*WORK TO COMPLETE*.
[A] List each way the article on female sexual dysfunction says a lack of sufficient sexual excitement may be expressed.
[B] Rewrite the paragraph of the article on female sexual dysfunction that begins "Female Sexual Arousal Disorder (302.72, DSM-IV)" as a brief bulleted list that keeps its main facts.
[C] Continue the article on female sexual dysfunction from the point where it stops.

Essentials of Female Sexual Dysfunction from a Sex Therapy Perspective

Linda E. Ohl, MSW, CSW, ACH


Urol Nurs. 2007;27(1):57-63. 

In This Article

Female Sexual Arousal Disorder

Female Sexual Arousal Disorder (302.72, DSM-IV) is the inability to attain or maintain sufficient sexual excitement, which may be expressed as a lack of subjective excitement, or lack of genital lubrication/swelling or other somatic responses. It should cause marked distress or interpersonal difficulty. It cannot be accounted for by another major mental disorder and is not exclusively due to medications. The woman experiencing sexual arousal disorder looks much different. She enjoys sexual encounters and finds herself frustrated due to the inability to attain, or to maintain sufficient lubrication for penetration during a sexual encounter, or at least until completion of the sexual activity.

*ENTRIES SHOWN*.
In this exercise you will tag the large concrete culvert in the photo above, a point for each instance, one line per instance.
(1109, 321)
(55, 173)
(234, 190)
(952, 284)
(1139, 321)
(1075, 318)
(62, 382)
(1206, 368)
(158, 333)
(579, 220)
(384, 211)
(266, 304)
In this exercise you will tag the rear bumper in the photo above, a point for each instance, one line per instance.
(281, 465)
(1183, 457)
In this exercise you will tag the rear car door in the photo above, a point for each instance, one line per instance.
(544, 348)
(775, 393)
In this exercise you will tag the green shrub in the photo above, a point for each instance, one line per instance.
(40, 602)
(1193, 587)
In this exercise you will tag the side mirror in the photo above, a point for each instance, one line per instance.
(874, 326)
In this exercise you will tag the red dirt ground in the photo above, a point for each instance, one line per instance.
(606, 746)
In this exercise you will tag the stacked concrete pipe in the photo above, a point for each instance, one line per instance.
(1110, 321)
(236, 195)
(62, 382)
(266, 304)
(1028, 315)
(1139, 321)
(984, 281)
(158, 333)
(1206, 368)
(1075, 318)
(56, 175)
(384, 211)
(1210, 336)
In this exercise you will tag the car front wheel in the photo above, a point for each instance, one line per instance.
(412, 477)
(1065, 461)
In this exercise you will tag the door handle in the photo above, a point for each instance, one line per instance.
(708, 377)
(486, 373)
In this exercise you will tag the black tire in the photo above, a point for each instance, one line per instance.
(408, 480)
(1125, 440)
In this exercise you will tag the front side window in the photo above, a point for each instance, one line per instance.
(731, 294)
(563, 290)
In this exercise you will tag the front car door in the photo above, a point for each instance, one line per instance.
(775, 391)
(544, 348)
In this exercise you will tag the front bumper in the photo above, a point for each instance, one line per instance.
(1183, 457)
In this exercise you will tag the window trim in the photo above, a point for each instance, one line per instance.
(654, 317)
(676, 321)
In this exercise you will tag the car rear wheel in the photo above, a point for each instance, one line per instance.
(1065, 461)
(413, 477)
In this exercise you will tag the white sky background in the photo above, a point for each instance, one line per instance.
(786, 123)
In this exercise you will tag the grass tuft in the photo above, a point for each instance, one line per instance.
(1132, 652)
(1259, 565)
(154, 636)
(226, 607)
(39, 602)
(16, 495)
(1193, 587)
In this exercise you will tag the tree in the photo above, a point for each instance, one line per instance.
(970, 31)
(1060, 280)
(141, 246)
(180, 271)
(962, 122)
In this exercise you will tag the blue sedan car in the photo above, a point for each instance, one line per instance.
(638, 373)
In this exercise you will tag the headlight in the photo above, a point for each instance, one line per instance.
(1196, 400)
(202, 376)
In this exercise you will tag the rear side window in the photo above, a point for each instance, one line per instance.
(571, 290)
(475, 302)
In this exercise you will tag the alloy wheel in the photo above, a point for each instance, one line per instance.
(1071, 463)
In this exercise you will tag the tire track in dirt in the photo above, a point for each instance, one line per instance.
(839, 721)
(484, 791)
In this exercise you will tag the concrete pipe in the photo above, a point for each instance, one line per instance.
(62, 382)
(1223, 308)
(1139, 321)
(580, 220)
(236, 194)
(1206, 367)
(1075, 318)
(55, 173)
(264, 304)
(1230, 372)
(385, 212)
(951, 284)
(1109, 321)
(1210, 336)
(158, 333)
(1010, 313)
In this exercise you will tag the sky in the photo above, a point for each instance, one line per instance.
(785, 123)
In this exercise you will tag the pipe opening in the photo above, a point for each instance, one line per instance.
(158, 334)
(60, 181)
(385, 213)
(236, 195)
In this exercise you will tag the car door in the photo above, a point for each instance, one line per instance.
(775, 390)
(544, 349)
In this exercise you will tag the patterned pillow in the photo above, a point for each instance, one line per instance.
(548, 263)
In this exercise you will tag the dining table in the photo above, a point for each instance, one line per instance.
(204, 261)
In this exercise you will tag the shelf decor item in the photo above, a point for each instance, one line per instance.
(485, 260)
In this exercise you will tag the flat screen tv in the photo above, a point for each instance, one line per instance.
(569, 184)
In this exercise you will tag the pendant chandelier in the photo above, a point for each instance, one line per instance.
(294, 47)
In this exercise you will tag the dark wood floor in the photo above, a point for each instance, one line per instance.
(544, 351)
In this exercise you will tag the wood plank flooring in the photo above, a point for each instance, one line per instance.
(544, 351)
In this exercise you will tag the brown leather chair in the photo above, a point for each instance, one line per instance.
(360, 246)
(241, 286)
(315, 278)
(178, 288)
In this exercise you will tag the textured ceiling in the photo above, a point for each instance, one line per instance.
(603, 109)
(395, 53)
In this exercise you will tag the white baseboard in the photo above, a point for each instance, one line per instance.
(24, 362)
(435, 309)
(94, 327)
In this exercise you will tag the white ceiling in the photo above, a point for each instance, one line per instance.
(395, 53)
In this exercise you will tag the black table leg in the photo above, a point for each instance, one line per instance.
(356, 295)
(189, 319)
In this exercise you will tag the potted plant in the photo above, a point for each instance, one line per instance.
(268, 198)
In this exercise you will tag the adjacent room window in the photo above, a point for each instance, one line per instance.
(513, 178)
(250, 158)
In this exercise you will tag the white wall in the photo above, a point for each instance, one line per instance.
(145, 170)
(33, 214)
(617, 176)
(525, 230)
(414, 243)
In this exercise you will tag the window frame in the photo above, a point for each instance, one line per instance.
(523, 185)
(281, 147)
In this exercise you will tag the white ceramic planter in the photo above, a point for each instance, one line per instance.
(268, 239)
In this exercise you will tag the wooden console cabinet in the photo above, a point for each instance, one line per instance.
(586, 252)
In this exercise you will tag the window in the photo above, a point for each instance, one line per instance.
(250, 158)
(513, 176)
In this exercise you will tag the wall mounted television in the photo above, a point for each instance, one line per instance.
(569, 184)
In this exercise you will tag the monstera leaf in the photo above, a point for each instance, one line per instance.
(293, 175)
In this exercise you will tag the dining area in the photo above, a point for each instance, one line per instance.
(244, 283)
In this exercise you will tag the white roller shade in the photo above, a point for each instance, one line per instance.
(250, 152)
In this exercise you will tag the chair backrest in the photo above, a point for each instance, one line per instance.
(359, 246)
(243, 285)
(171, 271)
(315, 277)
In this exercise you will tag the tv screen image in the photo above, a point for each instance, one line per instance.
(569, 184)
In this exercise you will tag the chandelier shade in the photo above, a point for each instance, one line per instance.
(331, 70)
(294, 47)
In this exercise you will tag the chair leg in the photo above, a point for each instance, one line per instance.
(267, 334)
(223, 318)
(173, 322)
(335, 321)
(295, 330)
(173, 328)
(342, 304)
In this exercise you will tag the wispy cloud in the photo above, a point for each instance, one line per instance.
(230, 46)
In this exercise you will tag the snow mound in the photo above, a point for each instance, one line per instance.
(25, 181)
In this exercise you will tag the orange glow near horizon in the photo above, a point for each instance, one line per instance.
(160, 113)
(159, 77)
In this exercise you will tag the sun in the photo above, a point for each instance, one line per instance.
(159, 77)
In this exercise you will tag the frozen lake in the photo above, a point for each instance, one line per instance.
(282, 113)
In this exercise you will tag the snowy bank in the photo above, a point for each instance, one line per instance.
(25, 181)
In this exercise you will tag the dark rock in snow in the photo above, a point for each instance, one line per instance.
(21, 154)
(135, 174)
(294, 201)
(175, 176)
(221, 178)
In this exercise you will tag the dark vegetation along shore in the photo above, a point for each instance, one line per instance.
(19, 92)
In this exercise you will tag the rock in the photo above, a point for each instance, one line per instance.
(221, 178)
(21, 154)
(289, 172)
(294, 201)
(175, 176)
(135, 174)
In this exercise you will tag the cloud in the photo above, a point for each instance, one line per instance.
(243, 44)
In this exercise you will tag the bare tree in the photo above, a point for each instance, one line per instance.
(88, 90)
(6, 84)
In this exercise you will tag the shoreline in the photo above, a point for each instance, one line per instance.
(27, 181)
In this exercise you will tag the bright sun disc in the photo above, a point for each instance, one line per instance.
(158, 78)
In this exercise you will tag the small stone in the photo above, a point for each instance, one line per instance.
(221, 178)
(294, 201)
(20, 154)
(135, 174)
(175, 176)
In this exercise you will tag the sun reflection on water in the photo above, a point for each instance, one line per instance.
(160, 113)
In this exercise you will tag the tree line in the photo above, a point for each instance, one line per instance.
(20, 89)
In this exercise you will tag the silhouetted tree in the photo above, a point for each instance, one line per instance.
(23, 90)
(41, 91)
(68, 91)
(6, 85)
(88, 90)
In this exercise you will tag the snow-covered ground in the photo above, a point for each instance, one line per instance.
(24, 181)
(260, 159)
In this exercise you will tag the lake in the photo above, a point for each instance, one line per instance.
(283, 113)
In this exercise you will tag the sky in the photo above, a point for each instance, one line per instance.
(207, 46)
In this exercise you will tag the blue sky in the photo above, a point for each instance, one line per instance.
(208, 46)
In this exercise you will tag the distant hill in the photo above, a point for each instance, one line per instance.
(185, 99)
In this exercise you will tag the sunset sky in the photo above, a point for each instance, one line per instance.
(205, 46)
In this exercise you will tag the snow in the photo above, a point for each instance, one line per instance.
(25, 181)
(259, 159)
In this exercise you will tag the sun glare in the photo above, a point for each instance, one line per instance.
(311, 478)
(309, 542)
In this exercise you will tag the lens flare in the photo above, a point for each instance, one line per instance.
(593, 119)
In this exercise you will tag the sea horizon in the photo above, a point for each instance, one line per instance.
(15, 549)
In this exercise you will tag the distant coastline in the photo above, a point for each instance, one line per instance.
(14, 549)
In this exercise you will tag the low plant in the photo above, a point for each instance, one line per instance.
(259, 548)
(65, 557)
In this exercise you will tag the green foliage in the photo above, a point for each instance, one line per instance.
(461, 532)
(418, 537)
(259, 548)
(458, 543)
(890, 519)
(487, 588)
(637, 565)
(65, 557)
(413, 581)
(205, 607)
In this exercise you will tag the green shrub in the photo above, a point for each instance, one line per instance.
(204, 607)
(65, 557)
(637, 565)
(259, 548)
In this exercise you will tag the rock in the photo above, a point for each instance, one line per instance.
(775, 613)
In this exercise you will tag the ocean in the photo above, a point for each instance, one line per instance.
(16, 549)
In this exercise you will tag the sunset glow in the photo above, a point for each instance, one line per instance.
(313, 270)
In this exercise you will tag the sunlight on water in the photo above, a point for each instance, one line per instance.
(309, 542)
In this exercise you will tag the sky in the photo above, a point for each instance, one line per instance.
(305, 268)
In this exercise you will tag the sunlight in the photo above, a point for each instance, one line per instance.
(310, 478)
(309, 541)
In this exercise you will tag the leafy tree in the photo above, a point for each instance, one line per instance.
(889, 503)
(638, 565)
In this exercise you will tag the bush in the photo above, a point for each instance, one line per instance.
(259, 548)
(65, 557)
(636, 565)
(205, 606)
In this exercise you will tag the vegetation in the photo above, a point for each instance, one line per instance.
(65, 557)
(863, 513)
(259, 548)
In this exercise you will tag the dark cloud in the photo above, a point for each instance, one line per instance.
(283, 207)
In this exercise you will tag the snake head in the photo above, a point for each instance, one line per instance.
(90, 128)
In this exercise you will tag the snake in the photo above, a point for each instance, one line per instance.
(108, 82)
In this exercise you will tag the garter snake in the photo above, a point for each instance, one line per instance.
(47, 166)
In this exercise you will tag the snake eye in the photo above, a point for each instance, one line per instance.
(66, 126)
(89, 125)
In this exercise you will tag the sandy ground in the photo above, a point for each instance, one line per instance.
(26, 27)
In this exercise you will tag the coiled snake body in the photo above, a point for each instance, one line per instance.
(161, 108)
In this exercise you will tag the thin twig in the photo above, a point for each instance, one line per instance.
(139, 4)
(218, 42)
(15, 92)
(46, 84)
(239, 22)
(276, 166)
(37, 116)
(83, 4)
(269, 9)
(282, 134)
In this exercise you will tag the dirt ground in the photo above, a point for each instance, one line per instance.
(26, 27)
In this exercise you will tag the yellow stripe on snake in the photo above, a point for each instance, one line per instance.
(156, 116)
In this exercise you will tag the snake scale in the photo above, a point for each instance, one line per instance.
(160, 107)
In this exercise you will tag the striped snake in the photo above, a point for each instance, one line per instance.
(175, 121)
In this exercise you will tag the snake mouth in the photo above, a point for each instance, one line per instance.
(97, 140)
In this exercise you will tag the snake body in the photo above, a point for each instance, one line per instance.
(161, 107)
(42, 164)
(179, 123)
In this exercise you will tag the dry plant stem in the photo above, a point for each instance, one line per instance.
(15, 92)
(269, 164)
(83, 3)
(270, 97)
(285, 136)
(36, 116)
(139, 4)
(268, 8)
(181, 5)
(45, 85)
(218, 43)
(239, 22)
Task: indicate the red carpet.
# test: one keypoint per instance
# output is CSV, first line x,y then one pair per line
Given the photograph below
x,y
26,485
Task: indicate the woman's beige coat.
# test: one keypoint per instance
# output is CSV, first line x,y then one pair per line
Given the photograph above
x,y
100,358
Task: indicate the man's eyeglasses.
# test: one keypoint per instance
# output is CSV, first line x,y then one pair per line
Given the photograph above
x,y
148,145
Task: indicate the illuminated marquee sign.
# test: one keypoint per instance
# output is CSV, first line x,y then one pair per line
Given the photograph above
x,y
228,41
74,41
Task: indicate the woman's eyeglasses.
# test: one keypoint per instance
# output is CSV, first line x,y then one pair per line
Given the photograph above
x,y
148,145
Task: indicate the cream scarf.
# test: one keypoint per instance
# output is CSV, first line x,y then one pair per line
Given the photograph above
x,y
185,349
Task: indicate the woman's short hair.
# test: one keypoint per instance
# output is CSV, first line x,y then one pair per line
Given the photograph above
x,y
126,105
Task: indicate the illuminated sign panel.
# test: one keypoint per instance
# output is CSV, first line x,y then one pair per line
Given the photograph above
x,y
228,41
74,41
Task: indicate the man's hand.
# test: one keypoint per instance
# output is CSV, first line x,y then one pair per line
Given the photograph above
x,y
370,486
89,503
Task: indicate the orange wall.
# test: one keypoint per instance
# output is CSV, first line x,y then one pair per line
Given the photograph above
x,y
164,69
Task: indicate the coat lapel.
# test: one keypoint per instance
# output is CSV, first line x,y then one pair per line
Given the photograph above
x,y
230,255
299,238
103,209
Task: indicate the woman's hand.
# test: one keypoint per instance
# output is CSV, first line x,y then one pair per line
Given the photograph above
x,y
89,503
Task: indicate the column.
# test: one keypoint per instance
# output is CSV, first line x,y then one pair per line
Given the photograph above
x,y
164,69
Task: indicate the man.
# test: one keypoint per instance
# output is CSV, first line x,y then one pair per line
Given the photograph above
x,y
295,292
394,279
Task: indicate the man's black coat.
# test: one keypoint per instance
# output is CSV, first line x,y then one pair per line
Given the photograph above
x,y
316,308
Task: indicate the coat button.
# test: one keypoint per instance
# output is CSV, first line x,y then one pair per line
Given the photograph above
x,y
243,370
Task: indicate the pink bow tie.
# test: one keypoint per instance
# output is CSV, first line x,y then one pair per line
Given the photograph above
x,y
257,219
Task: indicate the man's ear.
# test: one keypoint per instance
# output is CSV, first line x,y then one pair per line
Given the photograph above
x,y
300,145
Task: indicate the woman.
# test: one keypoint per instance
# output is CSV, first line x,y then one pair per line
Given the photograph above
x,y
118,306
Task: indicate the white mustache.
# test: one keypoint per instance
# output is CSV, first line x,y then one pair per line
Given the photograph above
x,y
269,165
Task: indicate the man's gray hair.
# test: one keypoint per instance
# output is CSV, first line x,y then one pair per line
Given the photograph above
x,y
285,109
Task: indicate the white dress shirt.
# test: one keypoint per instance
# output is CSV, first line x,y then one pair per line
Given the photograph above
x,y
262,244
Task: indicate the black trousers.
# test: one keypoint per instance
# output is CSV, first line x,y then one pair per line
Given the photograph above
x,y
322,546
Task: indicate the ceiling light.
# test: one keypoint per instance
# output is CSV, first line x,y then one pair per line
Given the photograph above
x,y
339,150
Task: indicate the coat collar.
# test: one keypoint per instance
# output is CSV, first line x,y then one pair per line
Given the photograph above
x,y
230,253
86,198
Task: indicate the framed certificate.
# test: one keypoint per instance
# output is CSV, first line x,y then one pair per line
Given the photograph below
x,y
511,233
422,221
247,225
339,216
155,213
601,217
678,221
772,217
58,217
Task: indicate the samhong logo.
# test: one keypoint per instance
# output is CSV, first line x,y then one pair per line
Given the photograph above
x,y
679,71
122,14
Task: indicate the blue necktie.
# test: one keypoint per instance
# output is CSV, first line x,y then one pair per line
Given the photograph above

*TASK RESPONSES*.
[A]
- A lack of subjective excitement
- A lack of genital lubrication/swelling
- Other somatic responses

[B]
- Female Sexual Arousal Disorder (302.72, DSM-IV) is the inability to attain or maintain sufficient sexual excitement.
- It may appear as a lack of subjective excitement, a lack of genital lubrication/swelling, or a lack of other somatic responses.
- It should cause marked distress or interpersonal difficulty.
- It cannot be accounted for by another major mental disorder and is not exclusively due to medications.
- The woman with this disorder enjoys sexual encounters but is frustrated by being unable to attain or maintain enough lubrication for penetration, or at least until the sexual activity is complete.

[C]
Paik and Laumann (2006) reported the incidence of current problems with lack of feeling of excitement or pleasure as low as 2%, with lifetime incidence of 20%. Difficulties with peripheral manifestations of FSAD, such as vaginal dryness or lack of lubrication, had a lifetime prevalence of 13% to 31%. However, when considering all symptomatology related to problems with sexual arousal, clinic-based lifetime incidence is 12% to 50%.